> [Seitentext]
§

Vertrauensaufbau findet online statt – Bereits vor der Kontaktaufnahme

Patrick Hamacher ist Versicherungsmakler, Podcaster und Digital Native. Der Kopf hinter was-ist-versicherung.de weiß, wie man mit neuen Medien neue Wege geht – und auch neue Kunden gewinnt. Im Interview erklärt er, warum er nach der ersten Kontaktaufnahme keine Überzeugungsarbeit mehr leisten muss.

Hallo, Patrick. In der Maklerwelt bist du ja mittlerweile schon ein Promi. Begonnen hat dein Unternehmer­dasein aber ganz klassisch mit der Übernahme des Familienunternehmens von deinem Vater. Wie wurde aus dem klassischen Maklerbetrieb der Versicherungsmakler mit dem Cap?

Das ehrt mich, dass du mich als Promi bezeichnest. Wobei ich mich selbst nicht so sehe. Höchstens als jemand, der – im Vergleich zu einigen Kollegen – medial etwas mehr Aufmerksamkeit bekommt.

Nach meiner klassischen Ausbildung zum Versicherungskaufmann im Jahr 2005 war ich zunächst als HGB §84er in der Ausschließlichkeit und wagte den Sprung ins Maklertum erst zum 01.04.2015 mit der Übernahme des Maklerbüros meines Vaters. Bis zu diesem Zeitpunkt hingen in meinem Kleiderschrank auch noch drei volle Krawattenhalterbügel und Anzüge in jeglichen Ausführungen und Farben.

Als ich den Familienbetrieb übernahm, wollte ich alle Weichen auf Zukunft stellen. Mit dazu gehörte für mich zum einen die Digitalisierung der Kundenakten und zum anderen eine Positionierung dort, wo Kunden heutzutage sind: online. Gerade für das zweite Vorhaben las ich mich viel ein und besuchte auch diverse Online-Marketing-Konferenzen – natürlich im Freizeitlook und mit Baseballkappe. Dort wurde ich von einem Teilnehmer als „Der Versicherungsmakler mit Cap“ bezeichnet. Heute hole ich den Anzug nur noch für meine Tätigkeit als Prüfer in der IHK aus dem Schrank.

§

Datenauflistung

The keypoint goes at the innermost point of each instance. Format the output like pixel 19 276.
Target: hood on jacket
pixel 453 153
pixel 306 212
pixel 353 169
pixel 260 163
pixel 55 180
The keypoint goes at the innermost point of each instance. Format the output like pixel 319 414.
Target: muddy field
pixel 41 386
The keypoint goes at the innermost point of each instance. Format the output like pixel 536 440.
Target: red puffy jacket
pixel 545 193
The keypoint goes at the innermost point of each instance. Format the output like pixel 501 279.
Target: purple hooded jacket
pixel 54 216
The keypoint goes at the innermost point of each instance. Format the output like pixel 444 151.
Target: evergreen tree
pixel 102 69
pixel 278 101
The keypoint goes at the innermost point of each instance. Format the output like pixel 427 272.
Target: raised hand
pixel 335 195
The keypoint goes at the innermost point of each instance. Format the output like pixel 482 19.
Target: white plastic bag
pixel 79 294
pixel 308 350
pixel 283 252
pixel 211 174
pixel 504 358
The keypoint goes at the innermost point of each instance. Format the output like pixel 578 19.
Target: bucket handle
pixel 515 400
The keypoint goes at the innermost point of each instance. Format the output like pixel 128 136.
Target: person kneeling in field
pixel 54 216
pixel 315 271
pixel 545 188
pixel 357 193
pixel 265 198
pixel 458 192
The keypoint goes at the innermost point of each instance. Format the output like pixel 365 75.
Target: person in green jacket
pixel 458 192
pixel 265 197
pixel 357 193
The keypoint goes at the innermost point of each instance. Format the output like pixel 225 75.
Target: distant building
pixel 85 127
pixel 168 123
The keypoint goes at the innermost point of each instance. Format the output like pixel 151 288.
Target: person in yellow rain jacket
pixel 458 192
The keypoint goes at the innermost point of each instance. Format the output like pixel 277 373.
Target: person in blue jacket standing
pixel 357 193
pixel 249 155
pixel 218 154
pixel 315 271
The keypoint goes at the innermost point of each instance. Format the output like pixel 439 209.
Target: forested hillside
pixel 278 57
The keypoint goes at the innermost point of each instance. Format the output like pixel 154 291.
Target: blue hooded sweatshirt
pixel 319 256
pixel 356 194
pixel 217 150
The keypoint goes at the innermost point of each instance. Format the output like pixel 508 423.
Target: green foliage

§

> [Schriftliche Aufgabe]
Führen Sie das Interview über Vertrauensaufbau im Netz im Anschluss an den letzten Satz fort.

> [Das Ergebnis]
Deine Zielgruppe sind Freelancer, Selbstständige und digitale Nomaden. Kannst du uns mal kurz erklären, was ein digitaler Nomade ist und wie er sich in seinen Bedürfnissen von anderen Selbstständigen oder Freelancern unterscheidet?

Als digitale Nomaden kann man diejenigen bezeichnen, die ihr Unternehmen bzw. ihr Geschäft ortsunabhängig führen können und das auch tun, also von überall auf der Welt aus arbeiten, nur bestückt mit einem Laptop und Internet. Zumeist handelt es sich da um Programmierer, ITler, Webentwickler, UX-Designer und Marketer. Es gibt aber auch viele virtuelle Assistenten, Online-Trainer und Consultants, die so leben und arbeiten. Die Bedürfnisse dieser Zielgruppe sind meist nicht anders als die von „stationären“ Freelancern oder Selbstständigen. Also von der Arbeitskraftabsicherung bis zur Vermögensschadenhaftpflichtversicherung ist alles dabei. Natürlich ist aber im Ausland der Krankenversicherungsbereich anders zu bewerten. Weswegen ich hier nicht nur mit deutschen Versicherern zusammenarbeite, sondern auch mit Anbietern von internationalen Krankenversicherungen.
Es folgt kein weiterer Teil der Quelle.